◆ Goal
Format the records from the line with "Outline every instance of the sunglasses." up to and including the line with "M 54 154 L 53" as a JSON list of strings, one string per line, omitting blank lines.

◆ Rows
— BEGIN —

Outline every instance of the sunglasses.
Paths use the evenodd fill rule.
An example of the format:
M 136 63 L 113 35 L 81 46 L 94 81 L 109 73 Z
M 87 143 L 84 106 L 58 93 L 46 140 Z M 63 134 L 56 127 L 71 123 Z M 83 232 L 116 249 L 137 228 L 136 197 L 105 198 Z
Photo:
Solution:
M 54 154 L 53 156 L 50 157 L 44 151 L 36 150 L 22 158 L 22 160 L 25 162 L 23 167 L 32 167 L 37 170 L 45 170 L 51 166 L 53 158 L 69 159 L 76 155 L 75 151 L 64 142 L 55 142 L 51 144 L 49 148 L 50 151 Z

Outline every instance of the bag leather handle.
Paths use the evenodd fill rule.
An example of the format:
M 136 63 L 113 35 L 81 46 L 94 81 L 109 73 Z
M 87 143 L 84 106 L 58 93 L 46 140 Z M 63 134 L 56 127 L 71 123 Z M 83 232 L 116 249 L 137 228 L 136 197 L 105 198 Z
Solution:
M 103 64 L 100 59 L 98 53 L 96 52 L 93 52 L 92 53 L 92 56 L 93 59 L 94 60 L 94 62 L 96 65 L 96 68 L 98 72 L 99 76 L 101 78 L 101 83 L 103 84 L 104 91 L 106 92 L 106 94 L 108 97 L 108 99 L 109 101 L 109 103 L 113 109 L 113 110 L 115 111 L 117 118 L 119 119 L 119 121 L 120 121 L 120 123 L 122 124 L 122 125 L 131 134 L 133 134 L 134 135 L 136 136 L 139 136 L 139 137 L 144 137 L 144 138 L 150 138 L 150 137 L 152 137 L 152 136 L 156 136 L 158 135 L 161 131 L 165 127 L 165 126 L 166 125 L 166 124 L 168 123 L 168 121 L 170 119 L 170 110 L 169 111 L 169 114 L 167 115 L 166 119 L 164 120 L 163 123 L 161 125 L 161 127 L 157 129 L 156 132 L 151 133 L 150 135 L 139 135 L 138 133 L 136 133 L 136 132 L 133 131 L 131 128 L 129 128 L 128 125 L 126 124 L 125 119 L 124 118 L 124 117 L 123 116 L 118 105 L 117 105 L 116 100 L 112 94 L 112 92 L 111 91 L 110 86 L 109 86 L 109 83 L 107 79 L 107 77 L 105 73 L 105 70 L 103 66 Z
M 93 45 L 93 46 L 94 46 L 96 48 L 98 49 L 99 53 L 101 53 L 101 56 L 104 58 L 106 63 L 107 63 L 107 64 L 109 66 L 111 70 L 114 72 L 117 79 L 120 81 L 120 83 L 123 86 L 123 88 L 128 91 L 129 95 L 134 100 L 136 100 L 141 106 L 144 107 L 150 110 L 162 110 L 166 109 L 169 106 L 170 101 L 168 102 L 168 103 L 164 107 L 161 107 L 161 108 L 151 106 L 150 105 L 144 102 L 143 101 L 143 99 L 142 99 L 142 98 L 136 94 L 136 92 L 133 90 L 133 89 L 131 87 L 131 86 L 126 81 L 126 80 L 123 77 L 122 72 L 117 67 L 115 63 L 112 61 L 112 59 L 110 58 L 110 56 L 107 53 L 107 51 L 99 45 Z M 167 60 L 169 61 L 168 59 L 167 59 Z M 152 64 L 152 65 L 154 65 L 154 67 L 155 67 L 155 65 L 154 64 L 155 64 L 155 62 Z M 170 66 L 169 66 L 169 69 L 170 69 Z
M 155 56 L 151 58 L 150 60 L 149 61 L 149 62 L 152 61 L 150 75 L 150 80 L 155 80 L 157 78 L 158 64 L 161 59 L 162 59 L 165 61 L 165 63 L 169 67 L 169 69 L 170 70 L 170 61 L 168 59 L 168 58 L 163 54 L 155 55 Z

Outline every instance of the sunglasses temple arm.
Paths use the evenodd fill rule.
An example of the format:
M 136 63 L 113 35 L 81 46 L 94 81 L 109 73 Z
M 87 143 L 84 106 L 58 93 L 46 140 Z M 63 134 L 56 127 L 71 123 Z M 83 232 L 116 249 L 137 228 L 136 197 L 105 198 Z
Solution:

— END —
— BEGIN —

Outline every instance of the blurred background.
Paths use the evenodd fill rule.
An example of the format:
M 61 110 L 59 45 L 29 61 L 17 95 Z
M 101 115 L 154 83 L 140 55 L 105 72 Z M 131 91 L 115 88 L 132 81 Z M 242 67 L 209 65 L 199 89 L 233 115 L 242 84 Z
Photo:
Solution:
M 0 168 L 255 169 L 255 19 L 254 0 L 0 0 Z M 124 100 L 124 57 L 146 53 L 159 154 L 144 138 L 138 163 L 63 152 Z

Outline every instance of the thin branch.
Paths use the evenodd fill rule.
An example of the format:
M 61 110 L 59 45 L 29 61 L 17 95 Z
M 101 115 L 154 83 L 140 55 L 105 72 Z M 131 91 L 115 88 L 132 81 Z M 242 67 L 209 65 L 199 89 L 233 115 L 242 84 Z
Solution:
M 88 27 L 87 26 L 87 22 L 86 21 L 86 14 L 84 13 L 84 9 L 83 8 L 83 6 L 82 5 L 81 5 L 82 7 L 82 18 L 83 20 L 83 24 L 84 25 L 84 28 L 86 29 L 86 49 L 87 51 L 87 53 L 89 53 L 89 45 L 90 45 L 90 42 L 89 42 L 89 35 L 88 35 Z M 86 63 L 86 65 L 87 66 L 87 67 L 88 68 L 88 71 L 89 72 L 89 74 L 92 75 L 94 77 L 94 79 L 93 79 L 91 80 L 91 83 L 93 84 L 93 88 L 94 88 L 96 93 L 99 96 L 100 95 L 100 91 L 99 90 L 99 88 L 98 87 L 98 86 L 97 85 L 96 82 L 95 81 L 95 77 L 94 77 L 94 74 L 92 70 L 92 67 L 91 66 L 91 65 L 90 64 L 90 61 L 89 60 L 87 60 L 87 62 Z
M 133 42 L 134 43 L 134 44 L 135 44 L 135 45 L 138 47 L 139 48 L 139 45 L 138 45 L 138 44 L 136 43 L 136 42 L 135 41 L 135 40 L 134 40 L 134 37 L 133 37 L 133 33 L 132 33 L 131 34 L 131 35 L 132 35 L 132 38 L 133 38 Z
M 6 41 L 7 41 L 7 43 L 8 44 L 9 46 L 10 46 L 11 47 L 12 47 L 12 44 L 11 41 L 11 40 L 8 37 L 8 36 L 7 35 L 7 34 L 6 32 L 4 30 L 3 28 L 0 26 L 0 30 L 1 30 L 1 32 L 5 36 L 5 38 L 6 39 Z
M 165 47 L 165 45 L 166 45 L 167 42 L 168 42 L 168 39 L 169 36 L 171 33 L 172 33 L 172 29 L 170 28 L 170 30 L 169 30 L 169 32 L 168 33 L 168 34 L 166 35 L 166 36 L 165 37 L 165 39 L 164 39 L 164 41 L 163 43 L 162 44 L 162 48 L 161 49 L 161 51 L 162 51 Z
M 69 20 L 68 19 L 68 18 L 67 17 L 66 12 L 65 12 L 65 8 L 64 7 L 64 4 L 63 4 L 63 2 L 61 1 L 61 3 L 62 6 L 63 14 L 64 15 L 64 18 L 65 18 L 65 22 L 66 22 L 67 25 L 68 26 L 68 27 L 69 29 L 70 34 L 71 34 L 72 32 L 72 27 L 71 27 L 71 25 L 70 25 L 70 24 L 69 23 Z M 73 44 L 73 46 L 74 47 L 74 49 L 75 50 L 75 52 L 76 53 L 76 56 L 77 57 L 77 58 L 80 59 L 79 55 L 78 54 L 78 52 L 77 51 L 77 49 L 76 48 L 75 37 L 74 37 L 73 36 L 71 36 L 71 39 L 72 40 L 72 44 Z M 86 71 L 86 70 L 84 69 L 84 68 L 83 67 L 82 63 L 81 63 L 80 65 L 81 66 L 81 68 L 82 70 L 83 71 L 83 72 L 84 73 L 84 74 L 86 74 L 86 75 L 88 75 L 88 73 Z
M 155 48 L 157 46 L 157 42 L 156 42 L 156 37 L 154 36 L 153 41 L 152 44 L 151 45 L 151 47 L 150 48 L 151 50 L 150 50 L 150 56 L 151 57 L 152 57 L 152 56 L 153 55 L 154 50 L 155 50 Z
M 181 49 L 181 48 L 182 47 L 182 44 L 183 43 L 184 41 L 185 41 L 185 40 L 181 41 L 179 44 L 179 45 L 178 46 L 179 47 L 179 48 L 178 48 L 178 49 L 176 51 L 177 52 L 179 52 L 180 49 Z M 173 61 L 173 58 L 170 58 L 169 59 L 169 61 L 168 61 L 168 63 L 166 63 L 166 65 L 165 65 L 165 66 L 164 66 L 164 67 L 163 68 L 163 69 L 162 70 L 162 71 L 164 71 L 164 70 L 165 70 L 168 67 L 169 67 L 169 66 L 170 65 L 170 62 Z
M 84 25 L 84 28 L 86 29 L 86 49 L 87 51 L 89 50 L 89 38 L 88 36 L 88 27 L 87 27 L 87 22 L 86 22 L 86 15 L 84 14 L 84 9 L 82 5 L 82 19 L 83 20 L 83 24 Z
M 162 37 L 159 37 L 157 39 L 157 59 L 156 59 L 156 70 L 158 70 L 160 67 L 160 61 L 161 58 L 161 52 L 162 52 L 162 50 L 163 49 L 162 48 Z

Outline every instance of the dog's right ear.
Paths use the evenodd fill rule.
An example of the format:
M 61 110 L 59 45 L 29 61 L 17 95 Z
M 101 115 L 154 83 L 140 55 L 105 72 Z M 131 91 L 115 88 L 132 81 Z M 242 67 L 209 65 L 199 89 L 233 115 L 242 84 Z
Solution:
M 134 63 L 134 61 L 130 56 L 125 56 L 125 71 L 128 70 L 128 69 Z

— END —
— BEGIN —

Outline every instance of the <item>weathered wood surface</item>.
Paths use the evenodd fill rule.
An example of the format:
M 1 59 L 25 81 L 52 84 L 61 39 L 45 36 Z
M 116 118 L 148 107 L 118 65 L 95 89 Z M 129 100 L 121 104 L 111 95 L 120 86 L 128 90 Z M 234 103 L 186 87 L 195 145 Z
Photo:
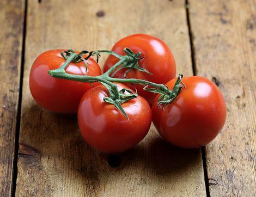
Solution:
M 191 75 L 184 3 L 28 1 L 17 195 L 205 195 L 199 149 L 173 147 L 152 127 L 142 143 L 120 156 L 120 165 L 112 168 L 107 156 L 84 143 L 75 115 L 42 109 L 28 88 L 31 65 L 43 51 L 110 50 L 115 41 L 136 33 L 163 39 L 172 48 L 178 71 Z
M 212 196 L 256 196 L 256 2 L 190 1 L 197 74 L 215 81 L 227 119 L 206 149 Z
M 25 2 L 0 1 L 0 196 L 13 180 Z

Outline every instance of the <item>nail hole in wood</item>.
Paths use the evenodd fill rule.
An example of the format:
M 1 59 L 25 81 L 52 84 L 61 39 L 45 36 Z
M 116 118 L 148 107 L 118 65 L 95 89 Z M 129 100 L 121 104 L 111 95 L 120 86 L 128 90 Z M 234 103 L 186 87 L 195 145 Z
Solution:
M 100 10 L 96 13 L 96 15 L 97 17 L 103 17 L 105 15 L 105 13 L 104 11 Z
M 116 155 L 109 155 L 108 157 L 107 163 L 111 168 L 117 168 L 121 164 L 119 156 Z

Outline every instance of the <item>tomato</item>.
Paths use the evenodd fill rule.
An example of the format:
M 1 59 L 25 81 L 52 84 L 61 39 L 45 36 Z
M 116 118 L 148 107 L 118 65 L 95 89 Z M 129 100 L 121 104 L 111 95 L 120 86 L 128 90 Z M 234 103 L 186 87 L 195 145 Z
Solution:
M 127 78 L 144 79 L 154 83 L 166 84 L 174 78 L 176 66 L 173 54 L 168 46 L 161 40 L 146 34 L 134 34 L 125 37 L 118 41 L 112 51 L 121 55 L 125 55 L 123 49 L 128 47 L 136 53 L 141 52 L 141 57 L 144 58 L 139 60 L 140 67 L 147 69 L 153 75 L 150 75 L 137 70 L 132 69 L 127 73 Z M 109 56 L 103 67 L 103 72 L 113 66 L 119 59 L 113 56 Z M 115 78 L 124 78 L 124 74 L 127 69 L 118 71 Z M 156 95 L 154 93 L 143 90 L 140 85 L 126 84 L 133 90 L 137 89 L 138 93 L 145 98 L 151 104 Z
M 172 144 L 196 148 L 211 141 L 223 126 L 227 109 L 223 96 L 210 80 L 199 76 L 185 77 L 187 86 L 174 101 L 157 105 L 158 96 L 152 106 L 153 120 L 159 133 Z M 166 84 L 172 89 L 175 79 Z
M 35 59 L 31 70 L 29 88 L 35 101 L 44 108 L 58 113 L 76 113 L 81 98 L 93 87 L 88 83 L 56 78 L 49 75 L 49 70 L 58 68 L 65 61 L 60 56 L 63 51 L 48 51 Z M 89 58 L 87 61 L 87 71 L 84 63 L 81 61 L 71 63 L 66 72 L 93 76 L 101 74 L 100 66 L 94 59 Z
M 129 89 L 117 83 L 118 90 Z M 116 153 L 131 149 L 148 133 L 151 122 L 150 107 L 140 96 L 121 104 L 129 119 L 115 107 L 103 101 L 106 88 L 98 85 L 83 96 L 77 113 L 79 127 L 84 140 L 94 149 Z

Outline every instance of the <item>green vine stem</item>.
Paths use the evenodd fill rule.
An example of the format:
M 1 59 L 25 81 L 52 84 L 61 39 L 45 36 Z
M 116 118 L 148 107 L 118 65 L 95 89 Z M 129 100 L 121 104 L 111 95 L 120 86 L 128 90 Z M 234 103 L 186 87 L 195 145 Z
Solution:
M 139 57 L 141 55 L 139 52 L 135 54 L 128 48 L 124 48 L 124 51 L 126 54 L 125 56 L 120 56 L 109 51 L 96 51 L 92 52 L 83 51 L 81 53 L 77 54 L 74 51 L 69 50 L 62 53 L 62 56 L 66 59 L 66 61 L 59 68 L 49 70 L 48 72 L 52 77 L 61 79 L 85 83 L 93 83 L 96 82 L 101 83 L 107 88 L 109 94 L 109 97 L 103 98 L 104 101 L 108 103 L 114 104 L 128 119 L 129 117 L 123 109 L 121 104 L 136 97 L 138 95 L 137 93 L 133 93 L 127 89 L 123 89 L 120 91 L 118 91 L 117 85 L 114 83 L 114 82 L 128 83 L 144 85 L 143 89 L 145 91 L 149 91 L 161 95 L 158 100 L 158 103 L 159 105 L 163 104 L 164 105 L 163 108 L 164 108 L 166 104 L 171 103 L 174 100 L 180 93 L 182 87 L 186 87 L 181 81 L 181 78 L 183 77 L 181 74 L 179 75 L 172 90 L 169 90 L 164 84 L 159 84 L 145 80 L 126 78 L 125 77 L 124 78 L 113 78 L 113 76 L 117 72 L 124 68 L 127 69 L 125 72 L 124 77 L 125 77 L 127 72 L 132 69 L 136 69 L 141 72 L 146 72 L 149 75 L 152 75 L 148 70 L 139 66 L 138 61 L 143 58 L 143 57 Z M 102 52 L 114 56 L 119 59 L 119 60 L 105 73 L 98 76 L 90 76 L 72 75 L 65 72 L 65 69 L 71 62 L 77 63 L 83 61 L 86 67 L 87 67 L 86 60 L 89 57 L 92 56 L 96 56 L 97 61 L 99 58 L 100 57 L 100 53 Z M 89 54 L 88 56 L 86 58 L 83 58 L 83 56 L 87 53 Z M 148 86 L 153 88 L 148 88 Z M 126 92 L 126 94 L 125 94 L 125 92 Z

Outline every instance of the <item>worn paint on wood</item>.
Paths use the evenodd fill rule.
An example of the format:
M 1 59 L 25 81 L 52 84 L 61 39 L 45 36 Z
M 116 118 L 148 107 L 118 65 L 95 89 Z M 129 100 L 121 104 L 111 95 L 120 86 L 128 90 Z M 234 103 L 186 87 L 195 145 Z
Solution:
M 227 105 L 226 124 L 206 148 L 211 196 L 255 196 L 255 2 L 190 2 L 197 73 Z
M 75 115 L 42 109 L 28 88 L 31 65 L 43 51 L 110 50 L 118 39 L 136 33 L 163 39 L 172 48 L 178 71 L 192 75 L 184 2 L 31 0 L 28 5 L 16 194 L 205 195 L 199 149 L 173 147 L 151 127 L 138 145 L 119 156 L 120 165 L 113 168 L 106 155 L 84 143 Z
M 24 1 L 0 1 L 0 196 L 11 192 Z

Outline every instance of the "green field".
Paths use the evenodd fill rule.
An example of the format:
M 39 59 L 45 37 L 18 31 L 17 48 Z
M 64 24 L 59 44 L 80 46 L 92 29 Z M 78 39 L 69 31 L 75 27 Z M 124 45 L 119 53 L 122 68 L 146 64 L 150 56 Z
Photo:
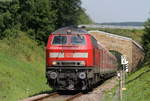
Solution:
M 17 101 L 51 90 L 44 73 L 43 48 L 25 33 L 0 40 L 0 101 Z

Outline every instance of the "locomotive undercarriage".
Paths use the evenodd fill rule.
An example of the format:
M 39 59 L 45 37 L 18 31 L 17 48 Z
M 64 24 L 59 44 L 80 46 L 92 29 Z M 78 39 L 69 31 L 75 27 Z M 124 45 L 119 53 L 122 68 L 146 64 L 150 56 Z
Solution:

— END —

◆ Final result
[
  "Outline every instance of the sunglasses.",
  "Paths use the evenodd fill rule.",
  "An example of the format:",
  "M 136 63 L 113 35 L 81 46 L 94 81 L 109 73 Z",
  "M 87 143 L 84 106 L 58 93 L 46 140 Z M 63 134 L 56 127 L 71 123 Z M 83 232 L 116 249 L 137 228 L 136 197 L 105 198 Z",
  "Photo:",
  "Solution:",
  "M 54 154 L 53 156 L 50 157 L 44 151 L 36 150 L 22 158 L 22 160 L 25 162 L 23 167 L 32 167 L 37 170 L 45 170 L 51 166 L 53 158 L 69 159 L 76 155 L 75 151 L 64 142 L 55 142 L 51 144 L 49 148 L 50 151 Z"
]